§ Consignes:
- a) Recopiez le passage de l'article sur le sommet russo-arabe qui commence par les mots contenant « Le président américain, qui » et se termine par « Blanche, notoirement imprévisible. ».
- b) Répondez à ces questions sur l'article consacré au sommet russo-arabe :
(i) À quelle date le sommet devait-il se tenir ?
(ii) Combien de dirigeants avaient été invités, d'après Bloomberg ?
(iii) Quel ministre russe affirmait que la vaste majorité des membres de la Ligue des États arabes participerait ?
- c) Écrivez la suite de l'article sur le report du sommet russo-arabe, en partant de sa dernière phrase.

§ Extrait choisi:
* * * * *
Vladimir Poutine a repoussé in extremis la tenue du premier sommet russo-arabe, prévu le 15 octobre et auxquels étaient conviés tous les dirigeants des pays arabes ainsi que le secrétaire général de la Ligue des États arabes. « Il s’agit de mon initiative, étant donné que je ne veux pas interférer avec le processus [de cessez-le-feu à Gaza] » chaperonné par Donald Trump, a indiqué le président russe le 10 octobre en guise de justification au report d’un sommet préparé depuis plusieurs mois.

Problème de calendrier

La mise en place du cessez-le-feu entre Israël et le Hamas, ainsi que les déplacements du président américain au Proche-Orient, coïncidaient en effet avec la rencontre russo-arabe. Le sommet sur la paix à Gaza de 2025 de Charm el-Cheikh, auquel ont participé plusieurs pays arabes, s’est ainsi tenu le 13 octobre 2025, le jour où les délégations arabes devaient se rendre à Moscou.

Comme le souligne The Insider, le pouvoir russe a donc dû rétropédaler en urgence : la veille du report du sommet, le ministre russe des Affaires étrangères Sergueï Lavrov affirmait que malgré la focalisation des pays du Proche-Orient sur la résolution du conflit à Gaza, « la vaste majorité des membres de la Ligue des États arabes participeraient [au sommet] ».

En réalité, selon Bloomberg, seule une minorité des vingt-deux dirigeants invités, dont le nouveau président syrien Ahmed al-Charaa, avait confirmé sa présence au sommet. Des poids lourds régionaux comme le prince héritier et Premier ministre saoudien Mohammed ben Salmane et le président des Émirats arabes unis Mohammed ben Zayed Al Nahyane, ne comptaient pas se rendre à Moscou, diminuant l’intérêt d’une telle rencontre diplomatique.

Tensions russo-américaines

Ces deux dirigeants étaient pourtant disponibles ; à l’inverse du président égyptien Abdel Fattah al-Sissi, ni Mohammed ben Salmane ni Mohammed ben Zayed Al Nahyane ne se sont rendus à Charm el-Cheikh. En cause, l’insatisfaction de Riyadh et Abou Dabi quant aux conditions du cessez-le-feu à Gaza, qui permettaient dans les faits au Hamas de se maintenir au pouvoir, même temporairement, selon des sources proches des pouvoirs saoudien et émirati interrogées par le Middle East Eye.

Mais la présence du prince héritier ainsi que du président à Moscou le jour de la tenue de la conférence à Charm el-Cheikh aurait été un faux pas diplomatique d’ampleur, alors que les tensions russo-américaines n’ont jamais été aussi élevées depuis le retour de Donald Trump à la Maison Blanche.

Le président américain, qui a imposé des sanctions contre Moscou pour la première fois depuis le début de son second mandat, est actuellement satisfait de ses alliés arabes, souligne Bloomberg, ces derniers ayant joué un rôle décisif dans le fragile processus de paix entre Israël et le Hamas et ne souhaitant pas froisser le locataire de la Maison Blanche, notoirement imprévisible.
* * * * *
Lignes d'identification de position:
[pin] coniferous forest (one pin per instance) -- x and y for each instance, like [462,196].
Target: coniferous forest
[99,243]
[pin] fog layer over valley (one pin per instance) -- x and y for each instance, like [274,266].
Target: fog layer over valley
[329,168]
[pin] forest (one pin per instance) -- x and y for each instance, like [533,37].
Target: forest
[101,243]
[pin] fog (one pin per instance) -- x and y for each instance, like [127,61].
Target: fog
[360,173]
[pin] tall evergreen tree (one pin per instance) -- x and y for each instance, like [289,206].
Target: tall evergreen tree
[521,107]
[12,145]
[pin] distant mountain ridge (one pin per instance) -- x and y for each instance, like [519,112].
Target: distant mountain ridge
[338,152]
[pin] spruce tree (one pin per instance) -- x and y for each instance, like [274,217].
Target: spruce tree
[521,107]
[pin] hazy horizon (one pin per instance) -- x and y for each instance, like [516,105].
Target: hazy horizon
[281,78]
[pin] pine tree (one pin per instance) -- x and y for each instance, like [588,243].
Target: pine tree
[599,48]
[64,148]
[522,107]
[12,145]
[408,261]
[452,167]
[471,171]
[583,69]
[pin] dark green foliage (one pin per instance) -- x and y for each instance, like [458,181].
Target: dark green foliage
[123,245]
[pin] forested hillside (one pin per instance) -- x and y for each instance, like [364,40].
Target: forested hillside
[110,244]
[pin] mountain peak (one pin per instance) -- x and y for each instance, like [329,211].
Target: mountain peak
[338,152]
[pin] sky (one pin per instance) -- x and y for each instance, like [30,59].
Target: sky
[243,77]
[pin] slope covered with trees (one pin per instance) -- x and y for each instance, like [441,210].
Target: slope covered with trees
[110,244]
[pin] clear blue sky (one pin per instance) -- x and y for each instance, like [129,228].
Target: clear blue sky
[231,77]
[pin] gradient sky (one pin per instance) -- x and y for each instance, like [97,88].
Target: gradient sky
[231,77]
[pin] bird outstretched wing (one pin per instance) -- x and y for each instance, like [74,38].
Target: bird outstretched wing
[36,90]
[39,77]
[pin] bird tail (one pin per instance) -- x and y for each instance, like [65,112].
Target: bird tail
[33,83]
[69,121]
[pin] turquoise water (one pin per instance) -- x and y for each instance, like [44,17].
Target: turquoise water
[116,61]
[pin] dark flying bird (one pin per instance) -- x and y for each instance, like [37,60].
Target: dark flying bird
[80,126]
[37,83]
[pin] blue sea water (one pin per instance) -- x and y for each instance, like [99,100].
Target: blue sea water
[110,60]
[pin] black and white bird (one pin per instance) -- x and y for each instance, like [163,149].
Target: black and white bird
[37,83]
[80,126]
* * * * *
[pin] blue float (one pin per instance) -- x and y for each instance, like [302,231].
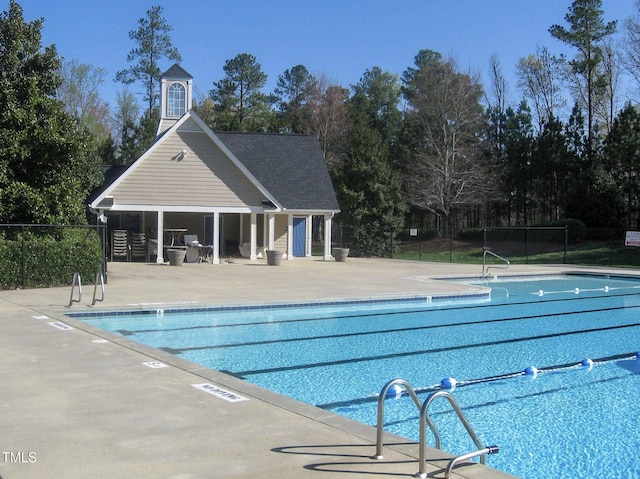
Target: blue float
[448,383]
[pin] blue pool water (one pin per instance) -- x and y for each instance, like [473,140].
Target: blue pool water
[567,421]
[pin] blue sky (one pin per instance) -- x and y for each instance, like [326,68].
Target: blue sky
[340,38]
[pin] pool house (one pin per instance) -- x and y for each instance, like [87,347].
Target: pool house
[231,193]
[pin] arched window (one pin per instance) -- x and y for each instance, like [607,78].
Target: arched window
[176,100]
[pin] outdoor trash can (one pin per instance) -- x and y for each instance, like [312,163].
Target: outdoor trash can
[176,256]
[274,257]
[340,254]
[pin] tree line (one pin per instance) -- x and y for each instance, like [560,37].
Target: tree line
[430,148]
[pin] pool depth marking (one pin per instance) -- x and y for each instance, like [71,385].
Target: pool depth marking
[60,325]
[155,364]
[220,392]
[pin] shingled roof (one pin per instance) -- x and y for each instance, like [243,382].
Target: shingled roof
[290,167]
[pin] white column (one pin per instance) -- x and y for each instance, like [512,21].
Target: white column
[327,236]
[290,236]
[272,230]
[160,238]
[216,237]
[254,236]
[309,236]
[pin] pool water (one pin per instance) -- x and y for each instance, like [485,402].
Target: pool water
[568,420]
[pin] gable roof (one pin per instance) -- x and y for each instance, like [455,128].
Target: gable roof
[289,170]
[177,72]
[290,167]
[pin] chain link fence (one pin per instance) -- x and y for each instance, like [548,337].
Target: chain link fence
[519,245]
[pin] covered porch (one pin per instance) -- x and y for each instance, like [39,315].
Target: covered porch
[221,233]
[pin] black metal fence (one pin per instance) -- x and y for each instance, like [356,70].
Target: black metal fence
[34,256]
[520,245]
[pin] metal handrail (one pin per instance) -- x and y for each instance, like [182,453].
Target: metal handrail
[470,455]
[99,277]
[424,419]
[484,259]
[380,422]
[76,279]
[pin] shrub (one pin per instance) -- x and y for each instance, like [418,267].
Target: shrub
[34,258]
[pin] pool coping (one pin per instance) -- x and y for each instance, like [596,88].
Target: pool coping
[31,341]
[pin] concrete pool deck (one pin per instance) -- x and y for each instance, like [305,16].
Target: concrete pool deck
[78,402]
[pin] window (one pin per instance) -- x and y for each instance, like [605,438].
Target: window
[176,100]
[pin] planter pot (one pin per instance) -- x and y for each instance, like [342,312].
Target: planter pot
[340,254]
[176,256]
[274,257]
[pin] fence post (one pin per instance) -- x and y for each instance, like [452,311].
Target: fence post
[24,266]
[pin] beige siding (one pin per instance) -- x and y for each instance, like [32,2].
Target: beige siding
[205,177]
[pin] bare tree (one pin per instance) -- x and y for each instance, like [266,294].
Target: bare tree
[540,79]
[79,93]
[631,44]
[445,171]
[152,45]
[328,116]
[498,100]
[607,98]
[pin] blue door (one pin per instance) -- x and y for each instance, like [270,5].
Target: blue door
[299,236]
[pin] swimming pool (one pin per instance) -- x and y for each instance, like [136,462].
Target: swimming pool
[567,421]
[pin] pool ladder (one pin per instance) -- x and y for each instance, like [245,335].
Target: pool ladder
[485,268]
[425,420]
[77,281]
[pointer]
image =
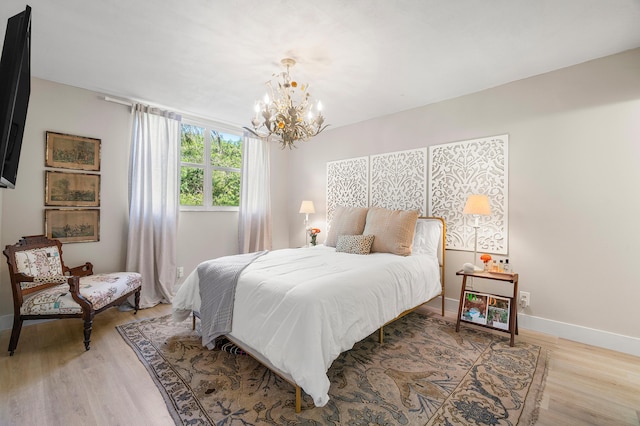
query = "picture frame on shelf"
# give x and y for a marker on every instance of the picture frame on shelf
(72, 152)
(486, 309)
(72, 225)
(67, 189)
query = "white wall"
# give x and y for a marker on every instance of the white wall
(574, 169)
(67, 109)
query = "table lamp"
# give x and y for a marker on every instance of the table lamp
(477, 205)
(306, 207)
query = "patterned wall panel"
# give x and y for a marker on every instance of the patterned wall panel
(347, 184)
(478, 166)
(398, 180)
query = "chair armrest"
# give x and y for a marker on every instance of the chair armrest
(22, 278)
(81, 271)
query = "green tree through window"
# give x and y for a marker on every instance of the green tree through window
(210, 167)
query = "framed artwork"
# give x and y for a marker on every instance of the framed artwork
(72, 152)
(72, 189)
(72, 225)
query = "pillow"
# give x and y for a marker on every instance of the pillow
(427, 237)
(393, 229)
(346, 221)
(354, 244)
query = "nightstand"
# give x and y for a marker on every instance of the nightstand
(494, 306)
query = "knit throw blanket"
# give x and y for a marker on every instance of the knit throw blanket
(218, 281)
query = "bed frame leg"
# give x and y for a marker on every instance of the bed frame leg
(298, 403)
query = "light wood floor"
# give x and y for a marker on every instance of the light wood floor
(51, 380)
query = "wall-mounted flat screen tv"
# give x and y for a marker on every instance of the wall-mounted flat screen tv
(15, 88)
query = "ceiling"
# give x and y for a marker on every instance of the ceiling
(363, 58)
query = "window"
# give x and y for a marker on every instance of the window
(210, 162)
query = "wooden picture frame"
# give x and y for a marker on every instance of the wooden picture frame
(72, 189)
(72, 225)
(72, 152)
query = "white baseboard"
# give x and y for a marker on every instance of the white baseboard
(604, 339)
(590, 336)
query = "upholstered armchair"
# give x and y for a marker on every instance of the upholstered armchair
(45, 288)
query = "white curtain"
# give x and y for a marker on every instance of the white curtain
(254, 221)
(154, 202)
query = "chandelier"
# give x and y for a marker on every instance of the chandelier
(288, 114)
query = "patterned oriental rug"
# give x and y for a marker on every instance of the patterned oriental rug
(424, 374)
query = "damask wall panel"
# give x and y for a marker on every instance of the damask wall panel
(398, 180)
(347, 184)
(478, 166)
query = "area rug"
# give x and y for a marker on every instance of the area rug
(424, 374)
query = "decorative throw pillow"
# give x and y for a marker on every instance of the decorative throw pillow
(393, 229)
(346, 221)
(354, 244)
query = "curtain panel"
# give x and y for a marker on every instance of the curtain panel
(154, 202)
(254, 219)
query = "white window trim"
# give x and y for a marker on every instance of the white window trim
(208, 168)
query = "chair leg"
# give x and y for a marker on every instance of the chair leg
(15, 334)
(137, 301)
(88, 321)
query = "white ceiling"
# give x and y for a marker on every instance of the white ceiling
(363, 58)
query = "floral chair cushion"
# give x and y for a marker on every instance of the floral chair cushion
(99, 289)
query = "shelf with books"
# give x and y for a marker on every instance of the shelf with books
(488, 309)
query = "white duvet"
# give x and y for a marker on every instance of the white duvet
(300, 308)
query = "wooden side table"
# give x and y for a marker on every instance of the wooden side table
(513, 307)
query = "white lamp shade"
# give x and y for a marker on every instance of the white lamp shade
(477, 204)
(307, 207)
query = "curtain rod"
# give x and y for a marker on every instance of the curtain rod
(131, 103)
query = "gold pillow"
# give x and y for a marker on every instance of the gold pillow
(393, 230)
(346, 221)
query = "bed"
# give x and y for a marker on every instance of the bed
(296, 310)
* * * * *
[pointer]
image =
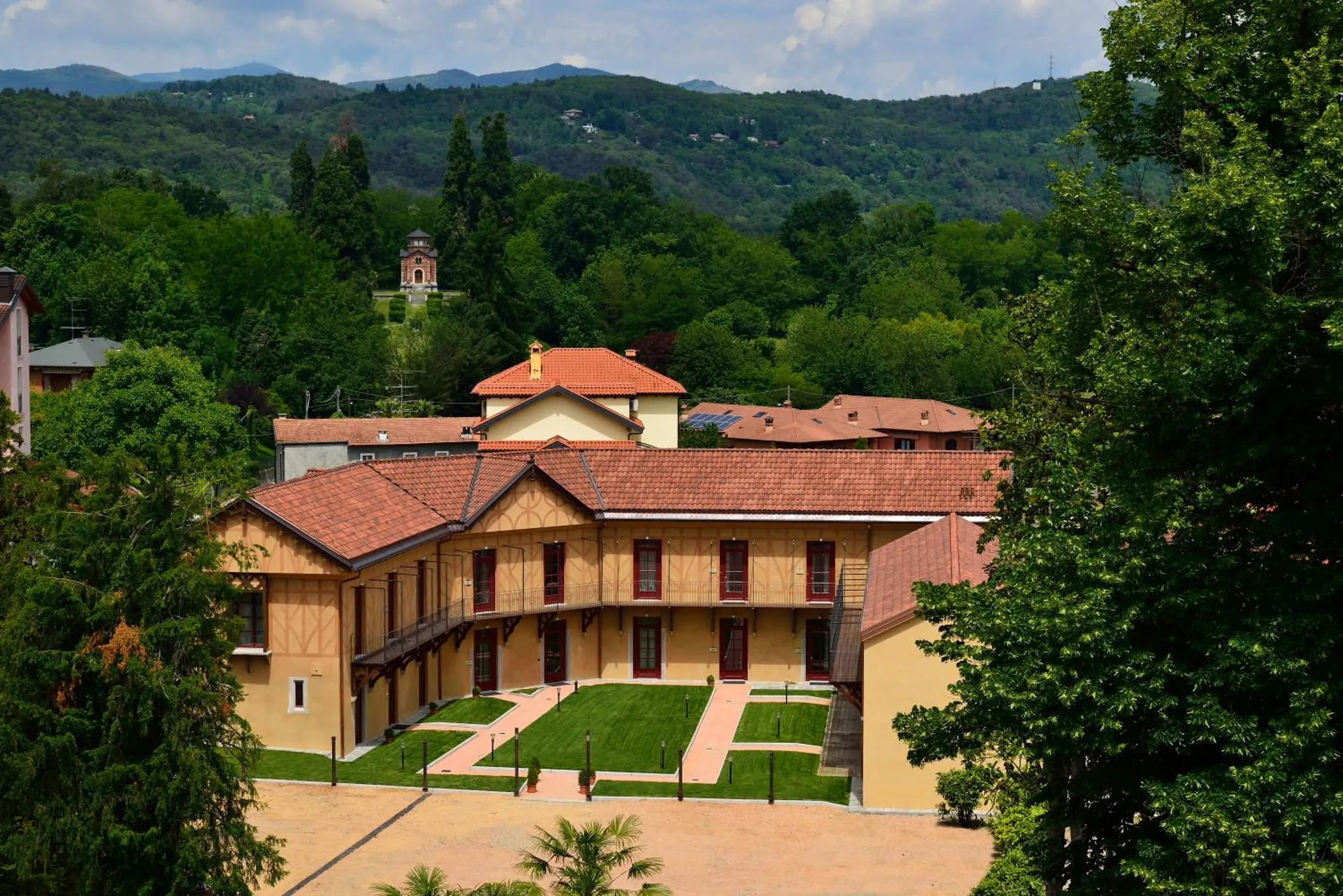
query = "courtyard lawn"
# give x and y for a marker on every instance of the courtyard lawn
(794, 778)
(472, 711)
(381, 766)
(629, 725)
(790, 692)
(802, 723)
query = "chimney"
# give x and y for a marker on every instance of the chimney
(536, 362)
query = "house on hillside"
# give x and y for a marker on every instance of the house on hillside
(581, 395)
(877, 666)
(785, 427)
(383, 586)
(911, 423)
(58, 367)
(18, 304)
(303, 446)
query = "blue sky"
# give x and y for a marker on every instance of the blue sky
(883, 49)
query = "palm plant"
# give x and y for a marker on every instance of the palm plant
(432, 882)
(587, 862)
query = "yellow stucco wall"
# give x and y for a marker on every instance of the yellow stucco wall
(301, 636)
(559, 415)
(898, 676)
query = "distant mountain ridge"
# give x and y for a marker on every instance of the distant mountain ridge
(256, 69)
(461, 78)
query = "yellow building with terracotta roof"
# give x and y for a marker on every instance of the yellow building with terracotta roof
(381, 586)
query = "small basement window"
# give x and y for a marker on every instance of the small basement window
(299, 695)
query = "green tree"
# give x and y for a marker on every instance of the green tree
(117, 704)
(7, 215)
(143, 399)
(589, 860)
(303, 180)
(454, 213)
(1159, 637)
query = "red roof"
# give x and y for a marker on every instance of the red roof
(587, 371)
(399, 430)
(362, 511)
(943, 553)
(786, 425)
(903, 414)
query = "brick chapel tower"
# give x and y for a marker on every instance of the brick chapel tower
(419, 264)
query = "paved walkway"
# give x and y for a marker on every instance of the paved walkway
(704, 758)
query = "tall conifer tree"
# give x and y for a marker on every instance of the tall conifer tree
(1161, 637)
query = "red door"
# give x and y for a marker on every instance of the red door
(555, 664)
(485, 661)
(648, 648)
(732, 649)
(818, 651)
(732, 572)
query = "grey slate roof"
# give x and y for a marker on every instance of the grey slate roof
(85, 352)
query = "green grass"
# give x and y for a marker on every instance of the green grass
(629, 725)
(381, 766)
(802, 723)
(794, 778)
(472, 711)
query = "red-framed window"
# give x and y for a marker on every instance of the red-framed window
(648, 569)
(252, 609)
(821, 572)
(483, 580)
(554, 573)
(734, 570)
* * * * *
§ Résultats par tâche:
- a)
Le président américain, qui a imposé des sanctions contre Moscou pour la première fois depuis le début de son second mandat, est actuellement satisfait de ses alliés arabes, souligne Bloomberg, ces derniers ayant joué un rôle décisif dans le fragile processus de paix entre Israël et le Hamas et ne souhaitant pas froisser le locataire de la Maison Blanche, notoirement imprévisible.

- b)
(i) Le 15 octobre.
(ii) Vingt-deux.
(iii) Sergueï Lavrov, ministre russe des Affaires étrangères.

- c)
Pas question, donc, de se rendre en Russie pour discuter de la formation d’une alliance alternative à l’OTAN, qui faisait partie des objectifs du sommet russo-arabe selon The Insider ; de même, la question du règlement du conflit à Gaza, un autre but de la conférence, est désormais caduque, le Kremlin n’ayant pas pesé sur l’accord de paix actuel.

Damas et Moscou

En dépit de l’annulation du sommet, Vladimir Poutine peut revendiquer une victoire notable : le président syrien Ahmed al-Charaa a maintenu sa visite en Russie, marquant un tournant historique dans les relations entre Damas et le Kremlin.

La prise de pouvoir de l’actuel chef d’État syrien en décembre 2024 à Damas avait en effet été décrite à l’époque comme une catastrophe pour le pouvoir russe, qui perdait alors l’un de ses plus proches alliés, Bachar el-Assad, soutenu à bout de bras par la Russie pendant des années.

Les relations entre Damas et le Kremlin se sont pourtant maintenues, Ahmed al-Charaa affirmant son intention de maintenir des liens avec la Russie – une aubaine pour Moscou, qui désire conserver l’accès à la base navale de Tartous et la base aérienne Hmeimim, vitales pour la capacité de projection des forces russes en Méditerranée. Si aucun accord concernant l’avenir de ces infrastructures militaires n’a été dévoilé, la question du maintien de la présence militaire russe en Syrie pourrait permettre au nouveau pouvoir en place à Damas d’obtenir d’importantes concessions.

Le vice-président du gouvernement russe Alexandre Novak a ainsi indiqué en marge de la rencontre entre Vladimir Poutine et Ahmed al-Charaa que les entreprises russes étaient prêtes à aider à la reconstruction et au développement de la Syrie, soulignant notamment l’aide qui pourrait être fournie au secteur du pétrole syrien, rapporte l’Agence de presse arabe syrienne. De quoi ouvrir un nouveau chapitre dans les relations entre Damas et Moscou, qui doivent désormais traiter sur un pied d’égalité.